Problem details -> Please count the lines of the records below that contain the string "trace", treating uppercase and lowercase as different. Give only the number.

Supplied material ->

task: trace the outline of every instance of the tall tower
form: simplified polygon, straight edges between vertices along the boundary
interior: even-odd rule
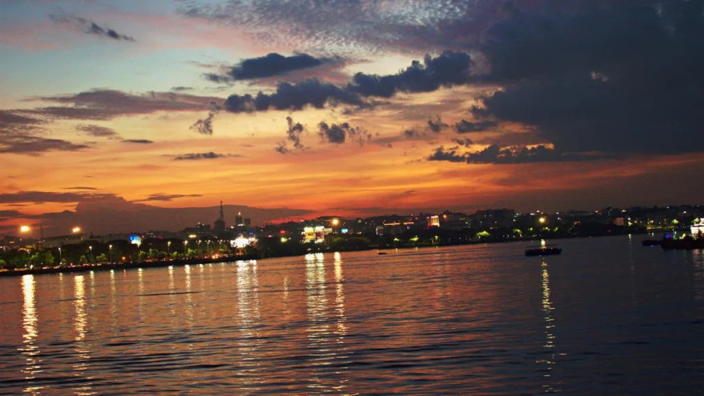
[[[225,214],[222,213],[222,201],[220,201],[220,221],[225,223]]]
[[[220,216],[215,221],[215,231],[217,234],[222,234],[225,230],[225,214],[222,212],[222,201],[220,201]]]

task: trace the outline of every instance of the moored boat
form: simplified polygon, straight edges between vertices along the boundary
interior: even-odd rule
[[[665,250],[704,249],[704,237],[666,238],[662,240],[660,247]]]
[[[554,254],[560,254],[562,252],[562,249],[556,247],[554,245],[552,246],[529,246],[526,248],[526,256],[551,256]]]

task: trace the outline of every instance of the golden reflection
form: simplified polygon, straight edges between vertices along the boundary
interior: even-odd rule
[[[284,277],[284,323],[291,321],[291,309],[289,307],[289,276]]]
[[[694,266],[694,299],[704,299],[704,249],[692,250]]]
[[[83,276],[79,275],[75,276],[73,280],[75,283],[73,307],[75,311],[73,328],[76,331],[74,345],[76,353],[80,358],[77,359],[77,363],[73,365],[73,369],[76,371],[76,376],[84,377],[85,371],[88,369],[87,361],[90,357],[89,355],[89,347],[85,343],[88,327],[88,314],[86,311],[84,278]],[[89,383],[86,383],[73,389],[76,392],[76,395],[95,395],[95,392],[91,391],[90,385]]]
[[[183,271],[186,273],[186,318],[188,321],[188,327],[192,328],[193,299],[191,296],[191,266],[186,264],[183,267]]]
[[[345,323],[347,318],[345,316],[345,291],[342,281],[344,277],[342,276],[342,256],[339,252],[336,252],[334,255],[335,262],[335,313],[337,316],[337,340],[338,342],[344,342],[344,336],[347,335],[347,326]]]
[[[115,284],[115,270],[110,270],[110,320],[113,330],[118,328],[117,287]]]
[[[237,316],[239,321],[237,351],[241,362],[238,376],[243,378],[243,385],[249,391],[260,390],[263,383],[259,376],[262,362],[258,352],[261,348],[259,324],[259,283],[257,278],[257,261],[237,261]]]
[[[41,373],[42,361],[39,359],[39,347],[34,345],[39,335],[39,318],[37,316],[36,302],[34,301],[36,283],[34,276],[25,275],[22,277],[22,292],[24,302],[22,307],[22,323],[25,333],[23,335],[24,346],[19,349],[20,352],[27,360],[27,366],[22,370],[25,379],[32,380],[34,375]],[[29,386],[25,389],[25,393],[39,395],[43,387]]]
[[[306,257],[306,285],[308,349],[313,369],[308,388],[312,393],[327,392],[337,385],[327,374],[337,352],[330,342],[332,334],[327,318],[325,256],[322,253],[313,255],[312,259]]]
[[[548,272],[548,263],[543,259],[541,265],[542,271],[542,285],[543,285],[543,318],[545,319],[545,345],[544,348],[551,351],[550,357],[546,360],[538,361],[538,363],[544,363],[547,366],[543,377],[546,383],[543,385],[545,392],[560,392],[560,390],[555,389],[551,383],[553,366],[555,365],[555,335],[553,333],[555,328],[555,319],[553,318],[553,303],[550,301],[550,273]]]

Written answer -> 3